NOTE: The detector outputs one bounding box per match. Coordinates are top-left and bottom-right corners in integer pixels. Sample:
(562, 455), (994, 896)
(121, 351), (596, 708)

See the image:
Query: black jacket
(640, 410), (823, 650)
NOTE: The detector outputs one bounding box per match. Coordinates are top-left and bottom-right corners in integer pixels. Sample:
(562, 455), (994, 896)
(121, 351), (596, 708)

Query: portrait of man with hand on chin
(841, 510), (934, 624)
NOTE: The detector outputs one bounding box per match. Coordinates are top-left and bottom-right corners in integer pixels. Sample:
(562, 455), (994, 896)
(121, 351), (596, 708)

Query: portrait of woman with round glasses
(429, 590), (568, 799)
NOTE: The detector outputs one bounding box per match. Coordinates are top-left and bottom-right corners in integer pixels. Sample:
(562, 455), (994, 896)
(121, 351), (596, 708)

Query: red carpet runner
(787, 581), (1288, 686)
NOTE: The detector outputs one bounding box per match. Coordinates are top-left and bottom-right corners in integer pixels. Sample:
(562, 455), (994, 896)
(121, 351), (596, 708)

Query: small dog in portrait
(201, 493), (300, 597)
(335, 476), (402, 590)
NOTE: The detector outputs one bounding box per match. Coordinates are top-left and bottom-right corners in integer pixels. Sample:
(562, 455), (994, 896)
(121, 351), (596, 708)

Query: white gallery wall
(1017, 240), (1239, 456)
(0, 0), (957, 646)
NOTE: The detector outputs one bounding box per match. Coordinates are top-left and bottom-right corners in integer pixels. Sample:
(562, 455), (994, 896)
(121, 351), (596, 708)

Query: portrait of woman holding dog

§

Output every line of the records above as a numbered list, leaving out the blank lines.

- _ANSWER TO THE PROBLEM_
1. NOTE: The detector outputs one bounding box per match. Coordinates are top-left and bottom-right corners in integer pixels. Sample:
2. (562, 455), (994, 896)
3. (121, 351), (596, 708)
4. See the image:
5. Query: black jacket
6. (640, 410), (823, 650)
7. NOTE: The detector outputs one bounding box per match. Coordinates are top-left and bottom-right corners in integer pixels. Sample:
8. (562, 455), (994, 896)
9. (121, 351), (596, 708)
10. Query: portrait of man with hand on chin
11. (841, 510), (934, 624)
12. NOTE: The detector outputs one bounding box per match. Coordinates are top-left and bottom-right corners in integer pixels. Sample:
13. (562, 455), (994, 896)
14. (121, 351), (596, 708)
15. Query: portrait of woman with round glasses
16. (429, 590), (568, 799)
17. NOTE: The detector outputs one bounding box per match. Coordinates are top-left and bottom-right corners in integer pixels. Sample:
18. (562, 455), (994, 896)
19. (121, 351), (596, 708)
20. Query: red carpet runner
21. (787, 581), (1288, 686)
22. NOTE: The detector outputs one bounding box per match. Coordinates are top-left and bottom-right corners in integer pixels. Sample:
23. (562, 455), (994, 896)
24. (121, 351), (596, 708)
25. Query: small dog in portrait
26. (201, 493), (300, 597)
27. (335, 476), (402, 590)
28. NOTE: The detector outputs one bounding box per match. Coordinates are top-left and bottom-right corners in integer pixels. Sample:
29. (562, 455), (994, 896)
30. (121, 351), (596, 708)
31. Query: white gallery wall
32. (1017, 240), (1239, 456)
33. (0, 0), (957, 646)
34. NOTE: The detector outputs one bounding box per match. Coordinates are top-left and bottom-right corners in integer pixels. Sample:
35. (562, 455), (994, 896)
36. (121, 351), (596, 708)
37. Query: portrait of woman holding dog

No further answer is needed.